BRIEF 1 - According to the diabetes article, how many lives do diabetes complications claim each year?
BRIEF 2 - Copy the diabetes article word for word, everything from "So LaJaya didn’t" down to "just seemed normal.".

#### PAGE EXCERPT ####

Before LaJaya’s August 2003 diagnosis and eight-day stay at Children’s Hospital in Oakland, she had no idea that the disconcerting symptoms she’d experienced over the past few years had anything to do with an actual illness, much less one that could kill her. She had heard of diabetes — a boy in her class last year had it and injected himself at lunchtime — but LaJaya assumed that her eyes were blurry because she needed glasses, or because she was tired, which seemed lately to be more and more often. In fact, her vision problem was her body’s first warning about diabetes, an imbalance of the body’s blood sugar that damages small blood vessels, including those in the retinas. Diabetes is the leading cause of blindness among adults, instigating as many as 24,000 new cases each year. It also is the sixth leading cause of death in the United States; its complications claim 200,000 lives annually.

LaJaya’s blurry vision and dizziness came well in advance of her diagnosis. Such prediabetes, where the blood sugar is elevated and other risk factors are present but the disease itself hasn’t fully developed, can last for several years. And not everyone with prediabetes acquires the full-blown disease — weight loss and exercise can prevent or delay its onset by lowering a body’s blood-sugar level.

So LaJaya didn’t know why she got dizzy when she stood up, or why she was so thirsty all the time. She certainly didn’t think it had anything to do with being overweight. She knew she was big, sure, but when she looked around she saw plenty of big people: her mother, her mother’s fiancé, her fifth-grade teacher. Being large just seemed normal.

Lavinia wishes that her daughter’s primary-care physician, whom LaJaya has seen annually since birth, had warned them about the consequences of childhood weight gain. The doctor always said LaJaya needed to lose weight — the mother concedes that she could, too — but he never mentioned the risk of diabetes or tested his young patient for it, Lavinia complains. If he’d been better informed he might have; blacks and Latinos are genetically more likely than whites to develop diabetes. Researchers haven’t been able to pinpoint why, but research carried out by University of Southern California professor Michael Goran suggests that blacks are more likely than whites to carry a group of key genetic markers responsible for increased insulin resistance. According to the Centers for Disease Control, 11.4 percent of African-American adults twenty years and older are diabetic, compared to 8.4 percent of whites, and 8.7 percent of all adults in the United States. And the prevalence of Type 2 diabetes among Latinos is 1.5 times higher than among non-Latino whites. Statistics have not been compiled for minors — which is perhaps why the possibility of LaJaya being diabetic didn’t immediately occur to her doctor.

#### GIVEN INFORMATION ####

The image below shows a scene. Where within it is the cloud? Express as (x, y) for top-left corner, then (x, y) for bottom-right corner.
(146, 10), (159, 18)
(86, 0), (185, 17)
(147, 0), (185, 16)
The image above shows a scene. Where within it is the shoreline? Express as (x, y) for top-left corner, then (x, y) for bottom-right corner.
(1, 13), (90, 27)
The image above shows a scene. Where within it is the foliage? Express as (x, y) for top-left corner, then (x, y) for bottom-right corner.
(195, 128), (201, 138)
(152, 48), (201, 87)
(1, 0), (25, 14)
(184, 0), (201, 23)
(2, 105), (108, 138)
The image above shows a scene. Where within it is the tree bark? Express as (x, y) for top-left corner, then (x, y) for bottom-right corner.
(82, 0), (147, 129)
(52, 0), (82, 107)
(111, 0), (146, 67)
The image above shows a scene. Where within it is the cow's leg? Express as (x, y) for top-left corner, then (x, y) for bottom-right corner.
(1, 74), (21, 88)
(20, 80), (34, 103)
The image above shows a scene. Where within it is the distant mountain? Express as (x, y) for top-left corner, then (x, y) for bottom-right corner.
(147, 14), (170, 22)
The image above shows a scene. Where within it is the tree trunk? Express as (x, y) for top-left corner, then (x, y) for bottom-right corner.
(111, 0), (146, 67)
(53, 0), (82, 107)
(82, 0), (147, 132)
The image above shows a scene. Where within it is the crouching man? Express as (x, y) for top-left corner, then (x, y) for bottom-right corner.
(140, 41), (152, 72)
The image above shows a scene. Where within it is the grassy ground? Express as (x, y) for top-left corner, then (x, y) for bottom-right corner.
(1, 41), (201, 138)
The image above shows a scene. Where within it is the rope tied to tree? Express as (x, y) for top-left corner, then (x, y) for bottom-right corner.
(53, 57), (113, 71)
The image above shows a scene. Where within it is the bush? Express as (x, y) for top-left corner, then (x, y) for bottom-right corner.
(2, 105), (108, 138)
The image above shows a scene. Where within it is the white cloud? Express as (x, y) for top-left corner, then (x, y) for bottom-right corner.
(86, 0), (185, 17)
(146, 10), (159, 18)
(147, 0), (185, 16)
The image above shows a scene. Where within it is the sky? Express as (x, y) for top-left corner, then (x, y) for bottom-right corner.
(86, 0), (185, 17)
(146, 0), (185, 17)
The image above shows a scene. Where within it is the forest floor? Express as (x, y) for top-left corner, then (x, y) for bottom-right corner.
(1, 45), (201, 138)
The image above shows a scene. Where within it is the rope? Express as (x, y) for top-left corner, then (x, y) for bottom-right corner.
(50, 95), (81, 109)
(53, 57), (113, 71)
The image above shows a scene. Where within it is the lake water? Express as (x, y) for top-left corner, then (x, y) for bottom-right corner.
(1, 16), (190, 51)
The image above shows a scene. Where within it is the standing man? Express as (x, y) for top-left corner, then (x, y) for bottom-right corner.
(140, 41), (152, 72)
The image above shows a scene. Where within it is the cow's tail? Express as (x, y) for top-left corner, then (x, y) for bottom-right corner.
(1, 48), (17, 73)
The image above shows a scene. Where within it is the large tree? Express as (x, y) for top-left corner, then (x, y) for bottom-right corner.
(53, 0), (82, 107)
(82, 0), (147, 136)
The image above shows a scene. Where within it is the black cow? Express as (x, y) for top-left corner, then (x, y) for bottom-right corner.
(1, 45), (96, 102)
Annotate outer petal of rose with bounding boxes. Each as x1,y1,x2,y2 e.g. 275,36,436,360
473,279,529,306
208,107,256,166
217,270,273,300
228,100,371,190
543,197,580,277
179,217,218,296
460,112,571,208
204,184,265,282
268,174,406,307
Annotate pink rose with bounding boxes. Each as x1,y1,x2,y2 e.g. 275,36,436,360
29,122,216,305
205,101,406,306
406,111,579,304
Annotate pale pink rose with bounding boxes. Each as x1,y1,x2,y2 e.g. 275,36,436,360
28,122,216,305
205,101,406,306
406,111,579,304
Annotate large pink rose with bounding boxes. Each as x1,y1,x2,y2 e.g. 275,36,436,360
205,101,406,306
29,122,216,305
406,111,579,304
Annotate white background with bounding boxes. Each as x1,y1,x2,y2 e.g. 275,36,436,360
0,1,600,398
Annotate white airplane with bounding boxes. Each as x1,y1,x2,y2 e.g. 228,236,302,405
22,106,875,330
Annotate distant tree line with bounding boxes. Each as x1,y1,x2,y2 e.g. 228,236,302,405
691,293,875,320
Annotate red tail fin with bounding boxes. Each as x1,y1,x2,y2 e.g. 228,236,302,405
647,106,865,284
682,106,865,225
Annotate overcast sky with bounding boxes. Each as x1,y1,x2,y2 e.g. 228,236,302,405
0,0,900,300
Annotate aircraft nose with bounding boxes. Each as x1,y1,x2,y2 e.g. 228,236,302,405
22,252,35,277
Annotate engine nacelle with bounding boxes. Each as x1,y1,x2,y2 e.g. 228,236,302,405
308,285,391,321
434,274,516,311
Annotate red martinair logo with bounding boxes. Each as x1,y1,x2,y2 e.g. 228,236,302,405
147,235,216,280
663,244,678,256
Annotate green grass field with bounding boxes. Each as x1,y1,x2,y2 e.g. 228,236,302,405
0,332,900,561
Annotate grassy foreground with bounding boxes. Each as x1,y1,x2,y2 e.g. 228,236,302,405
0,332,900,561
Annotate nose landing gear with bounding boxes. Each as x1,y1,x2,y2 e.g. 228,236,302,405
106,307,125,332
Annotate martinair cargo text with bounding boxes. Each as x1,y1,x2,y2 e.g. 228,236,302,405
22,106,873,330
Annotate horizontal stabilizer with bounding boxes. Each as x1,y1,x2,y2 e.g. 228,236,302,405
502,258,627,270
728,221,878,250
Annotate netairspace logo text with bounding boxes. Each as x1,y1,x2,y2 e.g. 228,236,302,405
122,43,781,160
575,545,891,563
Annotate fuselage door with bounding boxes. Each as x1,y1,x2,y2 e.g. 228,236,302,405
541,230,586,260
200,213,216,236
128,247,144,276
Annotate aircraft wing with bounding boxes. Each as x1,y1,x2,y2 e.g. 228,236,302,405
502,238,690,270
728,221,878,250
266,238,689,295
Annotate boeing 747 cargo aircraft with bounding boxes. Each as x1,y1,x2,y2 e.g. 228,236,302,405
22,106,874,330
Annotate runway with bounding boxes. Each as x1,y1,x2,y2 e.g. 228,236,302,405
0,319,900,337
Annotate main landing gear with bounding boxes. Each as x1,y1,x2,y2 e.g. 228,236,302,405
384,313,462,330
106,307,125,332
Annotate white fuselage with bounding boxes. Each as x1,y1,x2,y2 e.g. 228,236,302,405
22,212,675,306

####

EXERCISE RESULT 1 - Its complications claim 200,000 lives annually.

EXERCISE RESULT 2 -
So LaJaya didn’t know why she got dizzy when she stood up, or why she was so thirsty all the time. She certainly didn’t think it had anything to do with being overweight. She knew she was big, sure, but when she looked around she saw plenty of big people: her mother, her mother’s fiancé, her fifth-grade teacher. Being large just seemed normal.